_Travail à faire_
Reproduisez fidèlement le passage du texte fourni ci-dessous, en commençant par « Un jour, j'ai » et en allant jusqu'à « un gros défi. ».

_Texte fourni_
####################

Un jour, j'ai décidé de m'atteler au crochet. Et grâce à Internet, j'ai compris les bienfaits de la modernité. J'ai lutté pendant des jours, fait, défait, refait 100 fois. Je me suis repassée la vidéo sous le regard compatissant de mon mari et goguenard de mes enfants, jusqu'à ce que j'arrive à le terminer. Alphonsine m'avait conseillée de commencer par une écharpe pour poupée, elle avait raison. Le bonnet c'était vraiment un gros défi. 

 Et j'y suis arrivée. Il ne faut pas y regarder de trop près, mais c'est fini. C'est irrégulier, il y a quelques trous, bref, personne imaginera que je l'ai acheté aux Galeries Lafayette, et je ne suis pas bien sûre de le porter cet hiver. Mais je l'ai fini.

Donc non, ce n'était pas mieux avant. Avant je serais restée dans mon costume de "celle qui ne fait rien de ses 10 doigts". La route est encore longue pour faire quelque chose de correct et portable, mais ça y est, j'ai lancé la machine. Mon meilleur ami est maintenant You Tube qui me répète à l'infini ce que je peine à comprendre.

Alors non, ça m'arrache de le dire, mais ce n'était pas forcément mieux avant. 

dimanche 18 novembre 2012

Déceptions

Je me suis jetée (manière de parler, il est sorti il y a déjà plusieurs mois) sur Fureur de Chochana Boukhobza, parce que c'est l'un de mes auteurs favoris.

Chochana Boukhobza, Fureur,

 Denoël, 2012, 407 p.
Ma déception fut à la hauteur de la tendresse que j'ai portée à ses autres romans!

####################

_Extrait de données_
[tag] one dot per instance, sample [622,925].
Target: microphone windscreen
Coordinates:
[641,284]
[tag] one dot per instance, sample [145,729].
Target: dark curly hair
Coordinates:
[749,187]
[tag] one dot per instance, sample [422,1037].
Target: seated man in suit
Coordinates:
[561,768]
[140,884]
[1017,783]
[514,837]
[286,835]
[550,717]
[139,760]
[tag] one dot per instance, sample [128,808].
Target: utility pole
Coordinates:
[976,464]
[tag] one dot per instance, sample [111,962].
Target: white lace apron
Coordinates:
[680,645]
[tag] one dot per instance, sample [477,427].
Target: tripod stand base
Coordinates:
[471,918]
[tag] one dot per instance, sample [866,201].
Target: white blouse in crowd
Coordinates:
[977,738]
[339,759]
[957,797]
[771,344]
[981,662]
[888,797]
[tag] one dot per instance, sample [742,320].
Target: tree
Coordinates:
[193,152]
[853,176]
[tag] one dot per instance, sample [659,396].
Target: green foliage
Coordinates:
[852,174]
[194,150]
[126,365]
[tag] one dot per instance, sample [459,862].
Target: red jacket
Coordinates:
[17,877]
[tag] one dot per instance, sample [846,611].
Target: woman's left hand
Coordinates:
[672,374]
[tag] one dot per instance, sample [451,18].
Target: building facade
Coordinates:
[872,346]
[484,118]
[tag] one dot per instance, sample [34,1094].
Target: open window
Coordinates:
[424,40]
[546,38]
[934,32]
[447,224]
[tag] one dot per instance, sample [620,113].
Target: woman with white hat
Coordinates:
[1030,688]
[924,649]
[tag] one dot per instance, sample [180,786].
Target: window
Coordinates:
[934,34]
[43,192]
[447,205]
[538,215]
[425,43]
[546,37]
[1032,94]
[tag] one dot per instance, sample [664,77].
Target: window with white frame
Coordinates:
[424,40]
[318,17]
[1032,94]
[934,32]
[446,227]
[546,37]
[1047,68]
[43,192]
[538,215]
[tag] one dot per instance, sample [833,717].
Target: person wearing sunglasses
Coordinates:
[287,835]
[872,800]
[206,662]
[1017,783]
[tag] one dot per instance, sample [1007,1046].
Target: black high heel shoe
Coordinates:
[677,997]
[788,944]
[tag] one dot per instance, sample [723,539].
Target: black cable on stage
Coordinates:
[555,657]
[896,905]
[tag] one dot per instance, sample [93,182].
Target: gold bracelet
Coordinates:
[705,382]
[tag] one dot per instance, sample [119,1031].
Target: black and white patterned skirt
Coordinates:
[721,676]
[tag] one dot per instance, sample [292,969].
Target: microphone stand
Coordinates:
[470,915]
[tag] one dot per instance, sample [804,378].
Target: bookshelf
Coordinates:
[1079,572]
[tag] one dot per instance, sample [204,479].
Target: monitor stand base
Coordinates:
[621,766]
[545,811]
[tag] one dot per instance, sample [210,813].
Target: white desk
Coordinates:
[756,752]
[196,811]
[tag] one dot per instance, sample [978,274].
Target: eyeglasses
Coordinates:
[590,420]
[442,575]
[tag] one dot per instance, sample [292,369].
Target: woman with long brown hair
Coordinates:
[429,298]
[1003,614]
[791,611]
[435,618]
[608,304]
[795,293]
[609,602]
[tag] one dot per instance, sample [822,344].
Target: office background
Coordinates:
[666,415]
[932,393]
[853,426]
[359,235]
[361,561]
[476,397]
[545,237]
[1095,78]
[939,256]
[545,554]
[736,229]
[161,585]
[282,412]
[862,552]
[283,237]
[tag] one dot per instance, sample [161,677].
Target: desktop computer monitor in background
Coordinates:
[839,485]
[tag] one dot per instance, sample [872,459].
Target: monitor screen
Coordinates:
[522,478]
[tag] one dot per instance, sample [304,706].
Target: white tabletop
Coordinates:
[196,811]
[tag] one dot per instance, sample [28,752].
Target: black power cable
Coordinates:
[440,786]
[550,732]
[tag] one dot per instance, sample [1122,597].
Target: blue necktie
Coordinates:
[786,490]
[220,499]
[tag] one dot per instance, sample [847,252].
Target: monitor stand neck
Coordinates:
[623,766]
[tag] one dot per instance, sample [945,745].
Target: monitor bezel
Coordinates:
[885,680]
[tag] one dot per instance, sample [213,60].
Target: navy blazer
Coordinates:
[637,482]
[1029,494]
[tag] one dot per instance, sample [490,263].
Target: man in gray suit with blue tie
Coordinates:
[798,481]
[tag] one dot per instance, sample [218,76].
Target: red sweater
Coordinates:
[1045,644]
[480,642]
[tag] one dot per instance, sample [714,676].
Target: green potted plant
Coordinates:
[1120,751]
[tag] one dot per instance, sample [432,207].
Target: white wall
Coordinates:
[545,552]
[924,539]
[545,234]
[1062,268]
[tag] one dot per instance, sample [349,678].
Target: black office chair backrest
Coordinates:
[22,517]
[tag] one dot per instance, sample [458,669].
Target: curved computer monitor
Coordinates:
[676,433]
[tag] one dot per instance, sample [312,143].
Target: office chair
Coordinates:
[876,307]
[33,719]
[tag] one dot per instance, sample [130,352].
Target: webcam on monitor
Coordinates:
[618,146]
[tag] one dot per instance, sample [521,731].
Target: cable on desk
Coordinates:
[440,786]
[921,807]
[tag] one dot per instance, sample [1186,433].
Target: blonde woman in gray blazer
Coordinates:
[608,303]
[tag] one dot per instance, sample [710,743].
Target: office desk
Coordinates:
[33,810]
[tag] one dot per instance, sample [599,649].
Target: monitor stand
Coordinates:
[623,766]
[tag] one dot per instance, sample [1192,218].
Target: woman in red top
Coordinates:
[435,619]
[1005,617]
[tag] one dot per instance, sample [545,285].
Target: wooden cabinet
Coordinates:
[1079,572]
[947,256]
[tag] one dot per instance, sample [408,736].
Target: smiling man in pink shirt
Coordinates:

####################

_Réponse attendue_
Un jour, j'ai décidé de m'atteler au crochet. Et grâce à Internet, j'ai compris les bienfaits de la modernité. J'ai lutté pendant des jours, fait, défait, refait 100 fois. Je me suis repassée la vidéo sous le regard compatissant de mon mari et goguenard de mes enfants, jusqu'à ce que j'arrive à le terminer. Alphonsine m'avait conseillée de commencer par une écharpe pour poupée, elle avait raison. Le bonnet c'était vraiment un gros défi.